Records drawn from a dataset
━━━━━━━━━━━━━━━━

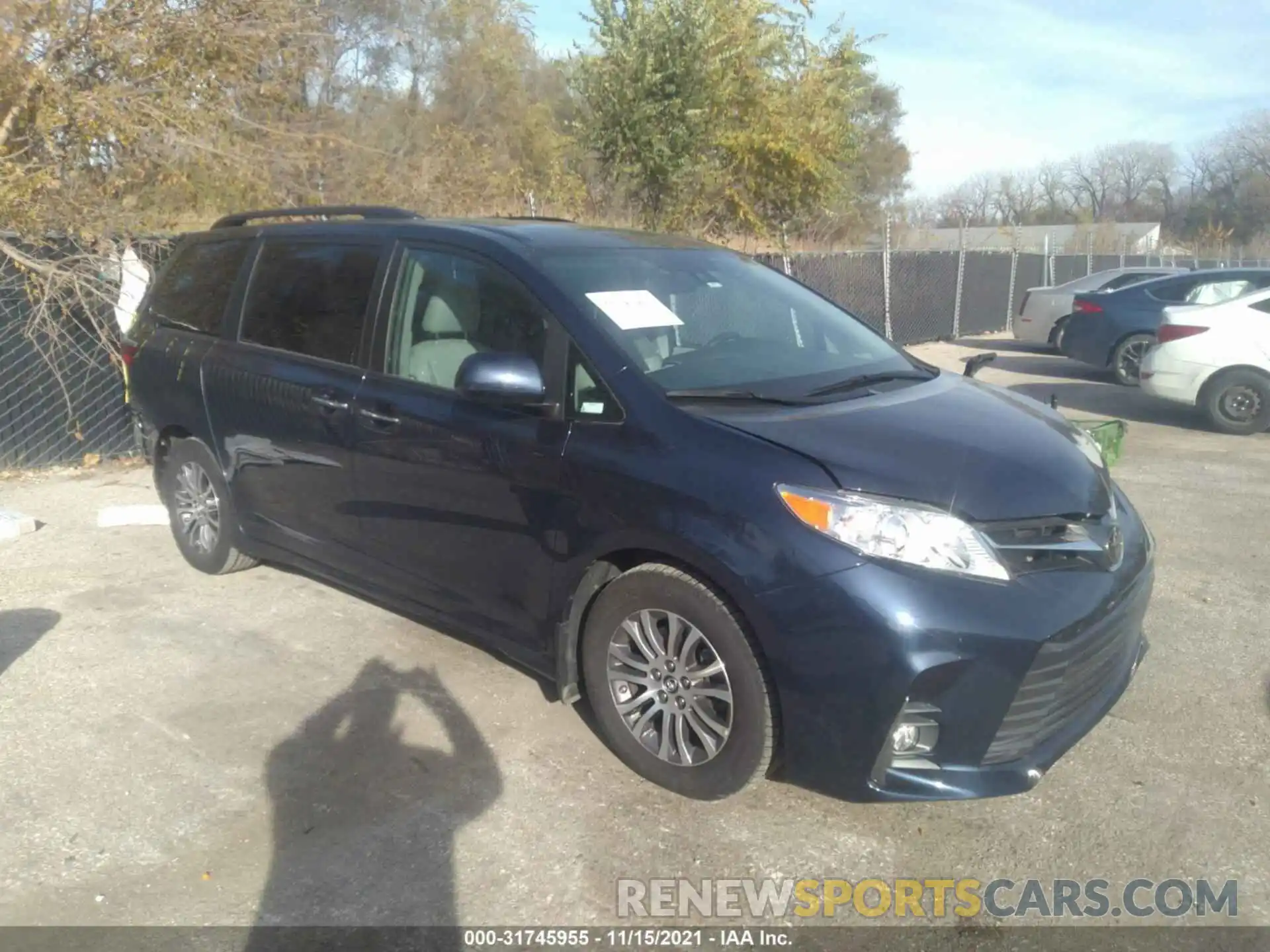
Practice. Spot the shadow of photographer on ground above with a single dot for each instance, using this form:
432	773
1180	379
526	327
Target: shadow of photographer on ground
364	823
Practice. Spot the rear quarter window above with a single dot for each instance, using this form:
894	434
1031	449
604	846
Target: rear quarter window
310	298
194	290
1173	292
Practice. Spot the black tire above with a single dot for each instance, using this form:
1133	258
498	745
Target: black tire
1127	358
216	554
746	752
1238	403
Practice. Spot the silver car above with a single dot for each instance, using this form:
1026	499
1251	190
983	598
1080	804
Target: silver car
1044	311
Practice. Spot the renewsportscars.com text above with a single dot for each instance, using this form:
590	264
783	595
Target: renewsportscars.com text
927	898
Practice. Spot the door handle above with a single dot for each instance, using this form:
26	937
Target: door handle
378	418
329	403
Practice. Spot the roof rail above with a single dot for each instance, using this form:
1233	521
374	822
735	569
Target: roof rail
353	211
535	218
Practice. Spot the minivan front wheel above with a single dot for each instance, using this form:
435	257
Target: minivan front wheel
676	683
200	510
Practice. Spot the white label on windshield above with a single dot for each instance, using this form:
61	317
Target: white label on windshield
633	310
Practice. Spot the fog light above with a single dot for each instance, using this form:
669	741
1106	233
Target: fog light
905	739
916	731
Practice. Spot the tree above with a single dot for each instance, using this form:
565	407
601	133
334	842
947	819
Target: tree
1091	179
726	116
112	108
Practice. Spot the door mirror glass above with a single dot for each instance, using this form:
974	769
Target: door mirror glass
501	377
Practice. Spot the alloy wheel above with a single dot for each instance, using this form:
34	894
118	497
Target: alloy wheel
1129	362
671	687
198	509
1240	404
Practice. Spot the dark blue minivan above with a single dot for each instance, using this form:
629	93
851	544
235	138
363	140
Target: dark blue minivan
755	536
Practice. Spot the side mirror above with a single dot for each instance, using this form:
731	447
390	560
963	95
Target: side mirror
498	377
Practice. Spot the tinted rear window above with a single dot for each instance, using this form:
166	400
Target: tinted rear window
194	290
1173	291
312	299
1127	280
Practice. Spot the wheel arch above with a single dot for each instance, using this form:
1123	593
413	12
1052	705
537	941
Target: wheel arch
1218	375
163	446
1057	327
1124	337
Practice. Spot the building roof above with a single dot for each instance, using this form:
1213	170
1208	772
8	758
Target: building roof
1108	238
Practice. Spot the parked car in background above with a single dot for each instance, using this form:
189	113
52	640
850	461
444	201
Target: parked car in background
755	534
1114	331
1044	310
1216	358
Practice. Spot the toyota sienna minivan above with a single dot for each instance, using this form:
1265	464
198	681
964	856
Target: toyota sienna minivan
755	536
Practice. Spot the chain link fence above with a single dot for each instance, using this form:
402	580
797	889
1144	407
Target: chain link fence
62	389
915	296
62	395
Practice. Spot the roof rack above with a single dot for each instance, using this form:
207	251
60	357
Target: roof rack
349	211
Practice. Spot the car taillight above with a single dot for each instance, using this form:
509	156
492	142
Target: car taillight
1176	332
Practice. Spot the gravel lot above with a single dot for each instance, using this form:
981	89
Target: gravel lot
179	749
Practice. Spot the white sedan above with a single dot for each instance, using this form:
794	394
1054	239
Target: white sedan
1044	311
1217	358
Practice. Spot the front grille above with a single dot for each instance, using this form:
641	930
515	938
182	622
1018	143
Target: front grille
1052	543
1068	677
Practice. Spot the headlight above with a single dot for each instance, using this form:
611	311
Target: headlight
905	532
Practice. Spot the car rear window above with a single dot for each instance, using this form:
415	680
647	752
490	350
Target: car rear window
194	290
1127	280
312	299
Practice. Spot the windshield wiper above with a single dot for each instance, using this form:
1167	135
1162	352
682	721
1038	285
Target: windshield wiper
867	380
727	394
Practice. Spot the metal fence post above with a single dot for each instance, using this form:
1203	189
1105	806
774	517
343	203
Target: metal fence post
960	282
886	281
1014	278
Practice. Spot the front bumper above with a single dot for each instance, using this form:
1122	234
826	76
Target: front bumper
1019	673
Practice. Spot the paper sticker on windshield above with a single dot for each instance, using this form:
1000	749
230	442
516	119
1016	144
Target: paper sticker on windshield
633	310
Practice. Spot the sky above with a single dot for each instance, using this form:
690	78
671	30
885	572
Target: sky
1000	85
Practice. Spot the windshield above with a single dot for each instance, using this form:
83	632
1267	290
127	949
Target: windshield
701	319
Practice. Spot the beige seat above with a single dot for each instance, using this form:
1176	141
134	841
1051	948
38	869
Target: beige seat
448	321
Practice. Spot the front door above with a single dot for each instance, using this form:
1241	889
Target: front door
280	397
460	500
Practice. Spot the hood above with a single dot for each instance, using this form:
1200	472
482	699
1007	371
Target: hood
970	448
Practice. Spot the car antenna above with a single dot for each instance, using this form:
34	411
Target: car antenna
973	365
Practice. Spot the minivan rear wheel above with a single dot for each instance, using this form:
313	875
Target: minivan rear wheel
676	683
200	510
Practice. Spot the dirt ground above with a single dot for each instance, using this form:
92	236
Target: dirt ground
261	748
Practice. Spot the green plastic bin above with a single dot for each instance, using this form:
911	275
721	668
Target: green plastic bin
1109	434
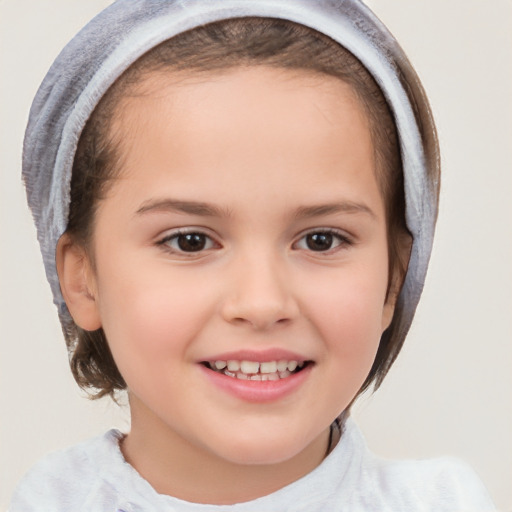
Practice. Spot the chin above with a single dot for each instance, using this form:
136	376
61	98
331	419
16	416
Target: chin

━━━━━━━━━━━━━━━━

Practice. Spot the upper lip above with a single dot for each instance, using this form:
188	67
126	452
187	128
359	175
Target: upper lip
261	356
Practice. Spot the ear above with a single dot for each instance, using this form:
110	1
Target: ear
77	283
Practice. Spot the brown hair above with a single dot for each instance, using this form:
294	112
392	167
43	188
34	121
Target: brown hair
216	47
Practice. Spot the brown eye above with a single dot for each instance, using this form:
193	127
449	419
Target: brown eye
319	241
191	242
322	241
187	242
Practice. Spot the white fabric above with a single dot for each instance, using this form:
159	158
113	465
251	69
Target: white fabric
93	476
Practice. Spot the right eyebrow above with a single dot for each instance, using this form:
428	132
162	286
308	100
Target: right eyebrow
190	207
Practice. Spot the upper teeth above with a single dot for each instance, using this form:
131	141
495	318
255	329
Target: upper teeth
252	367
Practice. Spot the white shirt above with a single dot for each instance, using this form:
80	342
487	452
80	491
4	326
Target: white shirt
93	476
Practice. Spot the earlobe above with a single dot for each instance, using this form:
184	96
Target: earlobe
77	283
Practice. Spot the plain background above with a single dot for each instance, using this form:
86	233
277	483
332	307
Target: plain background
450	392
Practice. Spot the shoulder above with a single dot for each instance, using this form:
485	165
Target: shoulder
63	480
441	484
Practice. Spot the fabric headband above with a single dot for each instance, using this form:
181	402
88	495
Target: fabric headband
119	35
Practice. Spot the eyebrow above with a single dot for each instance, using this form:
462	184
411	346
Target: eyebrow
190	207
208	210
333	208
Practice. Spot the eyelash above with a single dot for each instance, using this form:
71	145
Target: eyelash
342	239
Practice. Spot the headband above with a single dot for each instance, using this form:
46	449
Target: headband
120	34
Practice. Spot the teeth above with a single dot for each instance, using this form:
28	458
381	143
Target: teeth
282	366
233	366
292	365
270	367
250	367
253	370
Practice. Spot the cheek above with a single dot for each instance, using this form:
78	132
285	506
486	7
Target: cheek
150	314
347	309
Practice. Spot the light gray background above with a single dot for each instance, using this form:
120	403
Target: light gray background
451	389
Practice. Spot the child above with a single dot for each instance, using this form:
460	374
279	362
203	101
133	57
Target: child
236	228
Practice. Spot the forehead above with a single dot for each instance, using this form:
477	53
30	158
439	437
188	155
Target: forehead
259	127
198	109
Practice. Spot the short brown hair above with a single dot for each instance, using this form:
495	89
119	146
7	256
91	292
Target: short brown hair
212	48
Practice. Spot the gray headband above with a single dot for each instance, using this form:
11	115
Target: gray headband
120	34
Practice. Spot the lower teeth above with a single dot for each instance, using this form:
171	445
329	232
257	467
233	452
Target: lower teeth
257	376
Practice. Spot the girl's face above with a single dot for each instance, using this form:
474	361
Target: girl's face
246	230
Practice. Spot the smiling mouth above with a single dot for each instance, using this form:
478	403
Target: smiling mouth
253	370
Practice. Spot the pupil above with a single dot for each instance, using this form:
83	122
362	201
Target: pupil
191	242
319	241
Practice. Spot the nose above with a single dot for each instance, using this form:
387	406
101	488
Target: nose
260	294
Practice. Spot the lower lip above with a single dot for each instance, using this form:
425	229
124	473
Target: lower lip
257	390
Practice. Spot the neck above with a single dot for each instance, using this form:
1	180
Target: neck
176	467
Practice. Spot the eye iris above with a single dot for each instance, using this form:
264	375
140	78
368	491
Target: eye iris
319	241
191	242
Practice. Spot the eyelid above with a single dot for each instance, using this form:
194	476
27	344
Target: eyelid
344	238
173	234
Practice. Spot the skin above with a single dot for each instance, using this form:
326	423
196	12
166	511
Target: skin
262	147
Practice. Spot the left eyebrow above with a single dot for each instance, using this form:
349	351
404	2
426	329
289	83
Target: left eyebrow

━━━━━━━━━━━━━━━━

What are the lines above that hold the string "left"? Copy them.

Your solution:
Practice. Spot the left eyebrow above with a single dot for each instance, using this form:
Target: left eyebrow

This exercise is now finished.